## START Source
0
votes

I have the following dataset, and I would like to have the average date (Month and day) for each (phenology) pheno and station across years. It seems I can directly use the mean function to calculate the mean for the date format objects. However, if I convert the month day to date, with function as.Date, then the year is added, and the average date is not independent of years. How can I directly calculate the mean date only based on Month and day?

enter image description here

2
Could you share your dataset in this question using 'dput()' and your expected outcome? - jhyeon

2 Answers

0
votes

You cannot compute a "mean month + day" independet of the year, since not every year has the same number of days. So you need to choose a fixed year for your computations.

Then you can:

  1. Create "dummy" date objects which have the correct month and day, but the previously select year.
  2. Compute the mean of those dummies
  3. Extract month and day from the result (remove the year)
0
votes

You can use the yday function from the lubridate package to convert each date into the day of the year for that year then average the day of the year for each Pheno. The conversion of the day of the year to a month and day depends upon whether your want the date in a leap year or non leap year. I report both dates.

The code looks like:

    library(tidyverse)
    library(lubridate)
#
#    calculate average day of year
#
    average_doy <- df  %>% mutate(day_of_year = yday(as.Date(paste(Year,Month,Day, sep="-")))) %>%
               group_by(Pheno) %>%
               summarize(avg_doy = round(mean(day_of_year,0))) 
 #   set base years
     non_leap_year <- 2003
     leap_year <- 2004
 #
 #   convert day of year to average day using base years 
 #
      averages <- average_doy %>% 
             mutate(avg_non_leap_year_mon_day = paste(avg_doy, non_leap_year, sep="_") %>% 
                                                as.Date(format = "%j_%Y") %>%
                                                str_remove(paste0(non_leap_year,"-")),
                    avg_leap_year_mon_day = paste(avg_doy, leap_year, sep="_") %>%
                                            as.Date(format = "%j_%Y") %>%  
                                            str_remove(paste0(leap_year,"-") ))
          

Using the first seven rows of your data, this gives

# A tibble: 3 x 4
  Pheno         avg_doy avg_non_leap_year_mon_day avg_leap_year_mon_day
  <chr>           <dbl> <chr>                     <chr>                
1 Dormant           348 12-14                     12-13                
2 Tillering         343 12-09                     12-08                
3 Turning green      48 02-17                     02-17
## END Source
## START Information given
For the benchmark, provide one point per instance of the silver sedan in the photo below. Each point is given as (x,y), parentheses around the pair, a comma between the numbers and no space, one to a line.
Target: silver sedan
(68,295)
## END Information given
## START Information given
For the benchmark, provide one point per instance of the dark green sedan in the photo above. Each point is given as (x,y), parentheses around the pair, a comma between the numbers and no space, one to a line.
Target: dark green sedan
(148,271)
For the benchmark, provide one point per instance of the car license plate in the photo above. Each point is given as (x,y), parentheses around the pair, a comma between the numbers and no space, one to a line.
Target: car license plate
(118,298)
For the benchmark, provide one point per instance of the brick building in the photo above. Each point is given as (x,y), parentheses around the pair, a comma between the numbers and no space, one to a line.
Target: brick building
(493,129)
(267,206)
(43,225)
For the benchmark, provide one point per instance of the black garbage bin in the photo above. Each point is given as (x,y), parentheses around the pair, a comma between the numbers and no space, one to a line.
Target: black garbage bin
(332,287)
## END Information given
## START Information given
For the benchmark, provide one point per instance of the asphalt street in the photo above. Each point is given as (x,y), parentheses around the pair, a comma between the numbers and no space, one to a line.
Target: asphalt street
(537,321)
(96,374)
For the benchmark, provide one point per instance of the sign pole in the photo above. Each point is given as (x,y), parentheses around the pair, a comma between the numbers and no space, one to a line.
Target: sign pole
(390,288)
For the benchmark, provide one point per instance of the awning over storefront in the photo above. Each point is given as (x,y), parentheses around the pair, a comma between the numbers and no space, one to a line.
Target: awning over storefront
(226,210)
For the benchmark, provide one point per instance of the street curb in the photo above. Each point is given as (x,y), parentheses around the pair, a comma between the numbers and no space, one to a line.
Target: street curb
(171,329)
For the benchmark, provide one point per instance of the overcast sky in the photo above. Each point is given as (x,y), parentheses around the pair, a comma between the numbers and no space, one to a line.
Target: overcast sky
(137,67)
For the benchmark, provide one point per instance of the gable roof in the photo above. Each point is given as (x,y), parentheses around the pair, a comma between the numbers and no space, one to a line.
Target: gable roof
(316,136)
## END Information given
> [Set tasks]
1. In the forum thread on averaging dates, say whether each statement below agrees with the text. For each, answer yes or no and quote the deciding words of the thread exactly. (a) The first answer says a mean month and day can be computed without choosing a year. (b) The second answer uses the yday function from the lubridate package. (c) The code sets 2003 as the base leap year.
2. Print the part of the forum thread on averaging dates that opens with the words containing "You cannot compute" and closes with "for your computations.".

> [Answers below]
1.
(a) No: "So you need to choose a fixed year for your computations."
(b) Yes: "You can use the yday function from the lubridate package to convert each date into the day of the year for that year"
(c) No: "leap_year <- 2004"

2.
You cannot compute a "mean month + day" independet of the year, since not every year has the same number of days. So you need to choose a fixed year for your computations.